Position identification records
==========
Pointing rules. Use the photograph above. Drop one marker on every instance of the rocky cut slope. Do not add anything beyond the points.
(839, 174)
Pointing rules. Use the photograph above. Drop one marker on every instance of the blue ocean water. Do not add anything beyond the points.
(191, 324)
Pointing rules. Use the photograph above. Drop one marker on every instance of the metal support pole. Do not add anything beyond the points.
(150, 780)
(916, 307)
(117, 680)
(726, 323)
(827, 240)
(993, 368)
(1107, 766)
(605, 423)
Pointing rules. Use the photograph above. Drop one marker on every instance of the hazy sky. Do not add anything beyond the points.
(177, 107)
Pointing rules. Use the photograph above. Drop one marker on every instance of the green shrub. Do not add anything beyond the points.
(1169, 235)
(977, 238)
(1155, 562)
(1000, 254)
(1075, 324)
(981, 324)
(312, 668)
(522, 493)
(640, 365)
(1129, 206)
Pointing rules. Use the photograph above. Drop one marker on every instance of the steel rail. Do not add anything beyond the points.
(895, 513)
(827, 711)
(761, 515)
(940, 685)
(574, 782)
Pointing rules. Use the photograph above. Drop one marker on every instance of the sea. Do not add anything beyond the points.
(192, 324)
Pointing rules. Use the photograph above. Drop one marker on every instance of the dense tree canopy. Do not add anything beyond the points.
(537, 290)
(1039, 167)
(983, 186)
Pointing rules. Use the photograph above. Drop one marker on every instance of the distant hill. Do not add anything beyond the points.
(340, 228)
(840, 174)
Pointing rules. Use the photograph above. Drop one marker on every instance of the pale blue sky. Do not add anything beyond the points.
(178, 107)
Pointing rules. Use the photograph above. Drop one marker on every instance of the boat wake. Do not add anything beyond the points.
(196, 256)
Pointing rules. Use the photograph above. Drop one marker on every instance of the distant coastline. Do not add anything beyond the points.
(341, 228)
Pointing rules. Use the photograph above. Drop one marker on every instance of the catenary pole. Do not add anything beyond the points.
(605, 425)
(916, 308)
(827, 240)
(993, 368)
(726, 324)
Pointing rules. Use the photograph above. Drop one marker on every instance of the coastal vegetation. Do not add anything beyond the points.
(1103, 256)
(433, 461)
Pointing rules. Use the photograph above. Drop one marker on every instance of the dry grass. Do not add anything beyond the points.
==========
## Exercise requirements
Reproduce exactly the lines from the one with "hill. Do not add anything beyond the points." through the end of the entries above, both ends included.

## Output below
Pointing rules. Use the photograph above. Drop one marker on every instance of the distant hill. Do not add anything beyond the points.
(340, 228)
(840, 174)
Pointing rules. Use the photograph above. Drop one marker on every instance of the pale blue sky. Do not add anything beyond the points.
(178, 107)
Pointing rules. Use the photograph above. Drop one marker on every instance of the boat wake. Do not add anything beyond the points.
(196, 256)
Pointing rules. Use the photograph above. Drop one marker on every instance of the distant coastline. Do not add anything beyond the points.
(341, 228)
Pointing rules. Use the photograph above. Drop one marker on every instance of the catenary pole. Do not add anything beyond the points.
(605, 425)
(916, 308)
(827, 240)
(993, 368)
(726, 324)
Pointing rules. Use the photograph above. Drop one marker on every instance of the coastal vegetation. Do not add anything beyond the points.
(1103, 256)
(433, 461)
Pointing rules. Use the photograph above. Drop one marker on every instance of the dry grass. Do not add anything beyond the points.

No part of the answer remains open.